Top of Supplied information

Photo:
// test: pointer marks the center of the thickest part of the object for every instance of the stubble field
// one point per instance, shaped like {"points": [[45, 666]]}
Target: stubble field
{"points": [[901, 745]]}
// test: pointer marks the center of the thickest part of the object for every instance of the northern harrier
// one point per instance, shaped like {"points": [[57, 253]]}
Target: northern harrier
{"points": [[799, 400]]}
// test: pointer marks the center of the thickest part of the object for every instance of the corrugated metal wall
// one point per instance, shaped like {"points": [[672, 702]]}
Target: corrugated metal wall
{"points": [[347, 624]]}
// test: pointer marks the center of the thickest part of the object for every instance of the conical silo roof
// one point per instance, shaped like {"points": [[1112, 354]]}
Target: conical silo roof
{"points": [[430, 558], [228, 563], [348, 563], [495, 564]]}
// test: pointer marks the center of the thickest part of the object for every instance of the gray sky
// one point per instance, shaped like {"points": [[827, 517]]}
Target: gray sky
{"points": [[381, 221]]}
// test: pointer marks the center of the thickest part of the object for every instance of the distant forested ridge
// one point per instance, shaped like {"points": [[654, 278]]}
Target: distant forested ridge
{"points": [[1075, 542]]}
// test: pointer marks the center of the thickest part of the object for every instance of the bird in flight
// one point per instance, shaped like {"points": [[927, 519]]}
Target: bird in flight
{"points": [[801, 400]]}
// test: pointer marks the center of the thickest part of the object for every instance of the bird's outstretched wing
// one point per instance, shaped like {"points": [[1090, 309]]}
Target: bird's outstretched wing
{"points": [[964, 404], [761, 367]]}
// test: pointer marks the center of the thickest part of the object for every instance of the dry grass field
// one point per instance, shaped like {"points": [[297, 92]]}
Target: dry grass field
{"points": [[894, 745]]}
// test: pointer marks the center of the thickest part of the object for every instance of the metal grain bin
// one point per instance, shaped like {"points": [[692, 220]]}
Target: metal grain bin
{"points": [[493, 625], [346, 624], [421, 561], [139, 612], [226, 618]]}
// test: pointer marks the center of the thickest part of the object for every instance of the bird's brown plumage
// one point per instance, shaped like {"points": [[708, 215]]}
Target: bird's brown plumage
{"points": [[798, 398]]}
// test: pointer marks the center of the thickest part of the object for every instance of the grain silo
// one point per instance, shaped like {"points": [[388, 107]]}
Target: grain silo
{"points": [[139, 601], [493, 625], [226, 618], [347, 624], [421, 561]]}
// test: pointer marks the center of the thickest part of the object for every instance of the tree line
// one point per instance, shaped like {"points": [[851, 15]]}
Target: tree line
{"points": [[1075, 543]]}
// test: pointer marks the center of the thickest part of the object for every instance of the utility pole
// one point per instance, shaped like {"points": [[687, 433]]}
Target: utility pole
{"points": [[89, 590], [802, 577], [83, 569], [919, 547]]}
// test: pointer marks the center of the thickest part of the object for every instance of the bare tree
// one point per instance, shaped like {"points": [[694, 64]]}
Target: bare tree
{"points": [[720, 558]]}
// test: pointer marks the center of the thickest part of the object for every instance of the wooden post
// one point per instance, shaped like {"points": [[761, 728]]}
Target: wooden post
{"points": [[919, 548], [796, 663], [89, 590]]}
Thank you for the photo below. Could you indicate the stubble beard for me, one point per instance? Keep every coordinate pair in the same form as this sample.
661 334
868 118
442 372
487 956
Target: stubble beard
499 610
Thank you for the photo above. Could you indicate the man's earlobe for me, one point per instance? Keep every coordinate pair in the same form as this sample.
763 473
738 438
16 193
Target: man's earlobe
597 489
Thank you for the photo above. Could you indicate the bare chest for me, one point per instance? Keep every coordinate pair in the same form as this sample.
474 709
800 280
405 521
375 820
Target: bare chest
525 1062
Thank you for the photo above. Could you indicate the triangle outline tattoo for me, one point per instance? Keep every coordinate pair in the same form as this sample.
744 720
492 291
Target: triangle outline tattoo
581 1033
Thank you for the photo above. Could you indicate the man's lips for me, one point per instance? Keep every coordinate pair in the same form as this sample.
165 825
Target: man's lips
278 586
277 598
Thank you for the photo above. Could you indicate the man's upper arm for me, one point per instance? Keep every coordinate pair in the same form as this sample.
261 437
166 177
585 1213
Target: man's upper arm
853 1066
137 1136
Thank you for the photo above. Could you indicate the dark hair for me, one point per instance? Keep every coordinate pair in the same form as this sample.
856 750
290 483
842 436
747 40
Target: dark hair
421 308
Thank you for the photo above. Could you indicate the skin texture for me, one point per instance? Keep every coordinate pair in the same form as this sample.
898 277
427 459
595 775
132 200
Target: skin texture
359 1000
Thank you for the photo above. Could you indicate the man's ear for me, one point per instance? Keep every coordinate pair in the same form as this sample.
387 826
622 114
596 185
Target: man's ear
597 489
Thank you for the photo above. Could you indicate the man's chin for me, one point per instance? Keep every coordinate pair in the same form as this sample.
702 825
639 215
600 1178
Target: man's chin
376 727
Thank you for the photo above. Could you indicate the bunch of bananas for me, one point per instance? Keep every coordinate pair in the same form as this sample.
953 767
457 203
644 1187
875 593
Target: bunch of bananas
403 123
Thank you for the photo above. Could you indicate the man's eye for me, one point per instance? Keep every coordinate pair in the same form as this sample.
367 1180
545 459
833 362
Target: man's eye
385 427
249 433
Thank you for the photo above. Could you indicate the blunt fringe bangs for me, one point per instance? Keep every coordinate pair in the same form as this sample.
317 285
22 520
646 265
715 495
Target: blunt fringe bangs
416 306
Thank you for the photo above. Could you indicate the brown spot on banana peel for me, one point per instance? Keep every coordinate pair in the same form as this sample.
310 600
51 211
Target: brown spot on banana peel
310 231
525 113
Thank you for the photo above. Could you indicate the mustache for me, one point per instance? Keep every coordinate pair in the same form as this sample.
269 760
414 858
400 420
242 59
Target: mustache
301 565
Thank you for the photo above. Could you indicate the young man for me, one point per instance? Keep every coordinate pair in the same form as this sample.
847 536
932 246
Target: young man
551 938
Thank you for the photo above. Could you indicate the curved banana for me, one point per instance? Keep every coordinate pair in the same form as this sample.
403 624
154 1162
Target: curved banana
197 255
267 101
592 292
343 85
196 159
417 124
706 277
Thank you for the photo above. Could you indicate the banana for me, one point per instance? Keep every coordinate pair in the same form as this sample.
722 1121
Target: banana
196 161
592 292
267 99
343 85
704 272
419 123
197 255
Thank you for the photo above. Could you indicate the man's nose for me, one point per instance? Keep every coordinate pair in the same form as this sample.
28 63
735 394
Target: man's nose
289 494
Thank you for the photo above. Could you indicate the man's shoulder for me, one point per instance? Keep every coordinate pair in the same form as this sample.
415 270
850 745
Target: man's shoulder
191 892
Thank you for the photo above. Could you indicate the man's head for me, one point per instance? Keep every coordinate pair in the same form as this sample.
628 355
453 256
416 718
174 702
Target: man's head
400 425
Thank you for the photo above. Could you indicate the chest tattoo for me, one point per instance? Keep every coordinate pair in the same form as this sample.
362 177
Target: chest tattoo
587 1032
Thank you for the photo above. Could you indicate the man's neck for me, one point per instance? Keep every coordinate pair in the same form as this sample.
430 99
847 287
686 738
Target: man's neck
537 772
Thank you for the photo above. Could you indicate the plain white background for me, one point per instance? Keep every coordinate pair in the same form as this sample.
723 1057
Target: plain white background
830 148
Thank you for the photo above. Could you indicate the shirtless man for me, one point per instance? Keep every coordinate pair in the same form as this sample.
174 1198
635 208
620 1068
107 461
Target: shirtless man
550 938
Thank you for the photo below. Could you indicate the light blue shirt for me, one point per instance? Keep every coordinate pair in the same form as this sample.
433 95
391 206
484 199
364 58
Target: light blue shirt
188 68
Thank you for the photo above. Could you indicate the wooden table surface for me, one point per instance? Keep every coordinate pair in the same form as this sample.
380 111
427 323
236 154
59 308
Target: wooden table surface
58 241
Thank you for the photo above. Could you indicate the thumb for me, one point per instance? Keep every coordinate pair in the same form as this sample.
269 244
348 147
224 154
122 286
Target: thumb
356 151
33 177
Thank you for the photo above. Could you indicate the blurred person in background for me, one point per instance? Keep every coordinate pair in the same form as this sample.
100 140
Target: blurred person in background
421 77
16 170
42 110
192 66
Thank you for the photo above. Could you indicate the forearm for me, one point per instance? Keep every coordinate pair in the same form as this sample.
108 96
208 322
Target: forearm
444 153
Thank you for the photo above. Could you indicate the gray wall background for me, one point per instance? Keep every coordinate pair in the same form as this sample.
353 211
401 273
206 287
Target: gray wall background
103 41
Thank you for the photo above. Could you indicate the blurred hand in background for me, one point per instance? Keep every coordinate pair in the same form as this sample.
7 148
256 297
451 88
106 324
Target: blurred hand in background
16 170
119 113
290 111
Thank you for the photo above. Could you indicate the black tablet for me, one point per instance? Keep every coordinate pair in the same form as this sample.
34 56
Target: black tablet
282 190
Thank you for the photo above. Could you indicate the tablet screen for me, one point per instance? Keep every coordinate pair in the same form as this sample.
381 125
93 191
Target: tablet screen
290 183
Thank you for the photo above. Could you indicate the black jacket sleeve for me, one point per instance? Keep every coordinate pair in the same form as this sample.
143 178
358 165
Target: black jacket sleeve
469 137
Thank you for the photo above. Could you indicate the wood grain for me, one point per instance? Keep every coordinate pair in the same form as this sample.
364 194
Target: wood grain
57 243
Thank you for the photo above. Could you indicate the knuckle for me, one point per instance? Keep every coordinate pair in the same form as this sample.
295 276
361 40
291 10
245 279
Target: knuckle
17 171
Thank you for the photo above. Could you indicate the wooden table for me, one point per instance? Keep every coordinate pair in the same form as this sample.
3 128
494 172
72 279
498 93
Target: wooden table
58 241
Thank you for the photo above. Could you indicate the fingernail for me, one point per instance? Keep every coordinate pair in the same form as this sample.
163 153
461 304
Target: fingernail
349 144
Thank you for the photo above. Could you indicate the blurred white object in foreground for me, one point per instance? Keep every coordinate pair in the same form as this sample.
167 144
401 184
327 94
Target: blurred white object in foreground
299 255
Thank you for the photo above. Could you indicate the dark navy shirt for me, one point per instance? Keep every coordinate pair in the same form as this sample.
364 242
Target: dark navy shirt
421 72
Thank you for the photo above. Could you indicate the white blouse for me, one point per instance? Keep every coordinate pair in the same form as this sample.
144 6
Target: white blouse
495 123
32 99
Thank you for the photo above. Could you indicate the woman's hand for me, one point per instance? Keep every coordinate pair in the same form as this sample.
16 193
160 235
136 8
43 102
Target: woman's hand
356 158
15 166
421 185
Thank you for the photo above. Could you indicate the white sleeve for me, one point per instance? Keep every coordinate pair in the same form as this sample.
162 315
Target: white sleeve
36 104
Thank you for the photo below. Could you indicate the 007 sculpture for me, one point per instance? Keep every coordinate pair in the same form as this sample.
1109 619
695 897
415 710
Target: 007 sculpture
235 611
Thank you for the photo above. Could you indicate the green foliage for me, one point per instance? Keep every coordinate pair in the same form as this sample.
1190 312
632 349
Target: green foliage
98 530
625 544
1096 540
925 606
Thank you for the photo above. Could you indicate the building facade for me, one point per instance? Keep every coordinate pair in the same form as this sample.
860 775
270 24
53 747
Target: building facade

Bottom of Supplied information

• [Your instructions]: The lines above starting at the one that contains "the stubble field" and ending at the one that contains "the conical silo roof" must be transcribed exactly, and no other lines may appear.

• [Answer to this task]:
// test: pointer marks the center of the thickest part of the object for every instance of the stubble field
// one point per instance, shaped like {"points": [[45, 666]]}
Target: stubble field
{"points": [[901, 745]]}
// test: pointer marks the center of the thickest part of the object for every instance of the northern harrier
// one point per instance, shaped like {"points": [[57, 253]]}
Target: northern harrier
{"points": [[799, 400]]}
// test: pointer marks the center of the thickest part of the object for every instance of the corrugated metal wall
// one point per instance, shaped like {"points": [[672, 702]]}
Target: corrugated metal wall
{"points": [[347, 624]]}
// test: pointer marks the center of the thickest part of the object for every instance of the conical silo roof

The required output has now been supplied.